**Study questions**
(1) Reproduce the part of the wellness news roundup starting at "Just like something" and ending at "views time differently.".
(2) In the wellness news roundup, which university's upcoming study does the Quartz article draw on for its concept of time?

**Text passage**
# # # #
Is Sunscreen the New Margarine?


Welcome to another edition of our “Weekly Wellness Report”, where our editors fill you in on the latest health and wellness news. We’re serving up top articles to fill your reading list with all the illuminating essentials.

This week, we find out why time speeds up as we age with Quartz, whether celery juice is worth the hype at Greatist, and the top foods aiming to kill us at Time (yikes). We also peek a great read on why sunscreen is not all it’s cut out to be at Outside and a New York Times piece that uncovers how fecal transplants could be the new medical treatment for everything gut-related.

If you’ve ever wondered why time slips away at a faster rate with age, you may be experiencing an altered perception of the mind. According to an article at Quartz, the concept of time (based on an upcoming study by Duke University) is based on two distinct factors: the way our mind perceives time and the way we evaluate time based on hours, days, years, and clocks.


Just like something out of the Twilight Zone, where the concept of dual realities exist, the difference between our “mind time” and the measurable “physical time” relies heavily on how each person views the world in day-to-day experiences. From the amount of sleep we get to our daily activities and age, our ever-changing stimulus shapes the speed at which each person views time differently.

So, while your 5-year-old nephew is enjoying time at a seemingly slower rate than your aunt Gertrude at 67 years old, the truth is he’s not dealing with a whole lot of fatigue or brain complexities that speed up his perception of time. On the other hand, it’s very possible that Aunt Gertrude can slow down her perception of time by getting more rest and adhering to a cleaner lifestyle. And with that, I think we all can agree that time is relative to how good we feel on the inside.

One way to jumpstart your road to clean-eating happiness could be the new celery juice trend popping up all over social media. But is it really worth the hype? The folks over at Greatist seem to suggest that it’s both a yes and a no – depending on who it is you’re talking to.

For many people online, celery juice is the all-encompassing super drink that leads to reduced bloating, clearer skin, and improved digestion. Of course, the list for healing doesn’t stop there, with personal testimonies ranging from weight loss to feelings of pure zen. So how is it that this green juice still can’t catch a break with skeptics?
# # # #
**Supplied records**
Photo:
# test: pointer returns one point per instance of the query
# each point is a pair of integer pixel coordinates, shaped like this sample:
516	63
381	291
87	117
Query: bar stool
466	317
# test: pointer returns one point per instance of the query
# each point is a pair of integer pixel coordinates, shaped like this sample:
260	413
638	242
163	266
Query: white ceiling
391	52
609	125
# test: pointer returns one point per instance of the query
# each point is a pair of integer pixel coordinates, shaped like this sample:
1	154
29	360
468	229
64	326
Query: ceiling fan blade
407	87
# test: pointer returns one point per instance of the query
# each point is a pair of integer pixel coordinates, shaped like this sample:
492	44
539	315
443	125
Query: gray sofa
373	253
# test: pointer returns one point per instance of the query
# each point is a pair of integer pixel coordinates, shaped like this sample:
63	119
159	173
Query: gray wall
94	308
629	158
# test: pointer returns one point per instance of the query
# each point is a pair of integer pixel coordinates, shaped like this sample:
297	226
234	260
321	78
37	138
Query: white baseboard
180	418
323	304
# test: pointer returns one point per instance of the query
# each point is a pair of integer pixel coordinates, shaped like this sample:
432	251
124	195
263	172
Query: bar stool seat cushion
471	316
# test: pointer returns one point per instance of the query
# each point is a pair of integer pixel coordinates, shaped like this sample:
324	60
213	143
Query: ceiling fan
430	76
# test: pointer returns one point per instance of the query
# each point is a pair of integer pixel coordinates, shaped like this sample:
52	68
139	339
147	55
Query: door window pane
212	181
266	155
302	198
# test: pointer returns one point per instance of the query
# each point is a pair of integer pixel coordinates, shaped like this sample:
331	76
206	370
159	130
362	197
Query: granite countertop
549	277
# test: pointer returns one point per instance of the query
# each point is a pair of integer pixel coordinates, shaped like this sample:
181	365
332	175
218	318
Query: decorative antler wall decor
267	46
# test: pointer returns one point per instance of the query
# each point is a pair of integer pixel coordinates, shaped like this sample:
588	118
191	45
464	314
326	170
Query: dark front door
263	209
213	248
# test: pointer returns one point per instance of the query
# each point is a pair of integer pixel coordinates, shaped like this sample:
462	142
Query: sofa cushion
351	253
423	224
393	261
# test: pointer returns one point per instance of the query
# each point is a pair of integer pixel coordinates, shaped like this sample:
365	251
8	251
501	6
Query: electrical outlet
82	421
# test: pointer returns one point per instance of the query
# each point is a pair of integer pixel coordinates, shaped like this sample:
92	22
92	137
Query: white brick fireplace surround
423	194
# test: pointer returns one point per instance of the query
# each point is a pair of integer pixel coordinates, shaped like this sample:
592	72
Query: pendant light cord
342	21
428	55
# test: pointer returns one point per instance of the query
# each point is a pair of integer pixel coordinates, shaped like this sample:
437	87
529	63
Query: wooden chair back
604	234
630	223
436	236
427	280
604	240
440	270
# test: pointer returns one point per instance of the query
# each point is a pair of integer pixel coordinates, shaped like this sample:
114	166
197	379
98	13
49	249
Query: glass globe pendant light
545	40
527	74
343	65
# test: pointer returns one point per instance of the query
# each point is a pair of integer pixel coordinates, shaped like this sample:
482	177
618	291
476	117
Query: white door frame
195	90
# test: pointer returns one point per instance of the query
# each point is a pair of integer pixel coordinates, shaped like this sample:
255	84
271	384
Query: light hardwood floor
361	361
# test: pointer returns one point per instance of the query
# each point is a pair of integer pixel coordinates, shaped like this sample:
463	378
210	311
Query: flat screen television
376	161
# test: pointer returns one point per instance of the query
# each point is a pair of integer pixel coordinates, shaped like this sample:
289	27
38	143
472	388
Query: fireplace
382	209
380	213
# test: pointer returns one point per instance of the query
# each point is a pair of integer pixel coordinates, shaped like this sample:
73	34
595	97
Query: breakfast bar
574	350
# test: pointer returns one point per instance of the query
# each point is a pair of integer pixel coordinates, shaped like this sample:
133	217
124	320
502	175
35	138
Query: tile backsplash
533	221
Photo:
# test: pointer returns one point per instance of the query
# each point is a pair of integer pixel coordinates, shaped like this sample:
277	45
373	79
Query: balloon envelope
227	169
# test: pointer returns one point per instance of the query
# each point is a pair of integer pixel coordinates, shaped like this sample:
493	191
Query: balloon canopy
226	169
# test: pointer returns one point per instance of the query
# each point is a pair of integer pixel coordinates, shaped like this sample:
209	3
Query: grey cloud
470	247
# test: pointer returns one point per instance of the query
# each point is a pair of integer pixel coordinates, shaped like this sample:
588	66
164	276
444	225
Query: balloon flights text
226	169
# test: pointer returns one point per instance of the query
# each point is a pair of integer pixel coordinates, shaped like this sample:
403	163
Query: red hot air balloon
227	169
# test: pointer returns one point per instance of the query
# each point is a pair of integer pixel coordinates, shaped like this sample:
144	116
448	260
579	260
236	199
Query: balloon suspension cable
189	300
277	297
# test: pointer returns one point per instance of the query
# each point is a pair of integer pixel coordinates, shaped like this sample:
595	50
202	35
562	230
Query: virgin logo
# # # #
**Results of the tasks**
(1)
Just like something out of the Twilight Zone, where the concept of dual realities exist, the difference between our “mind time” and the measurable “physical time” relies heavily on how each person views the world in day-to-day experiences. From the amount of sleep we get to our daily activities and age, our ever-changing stimulus shapes the speed at which each person views time differently.

(2) Duke University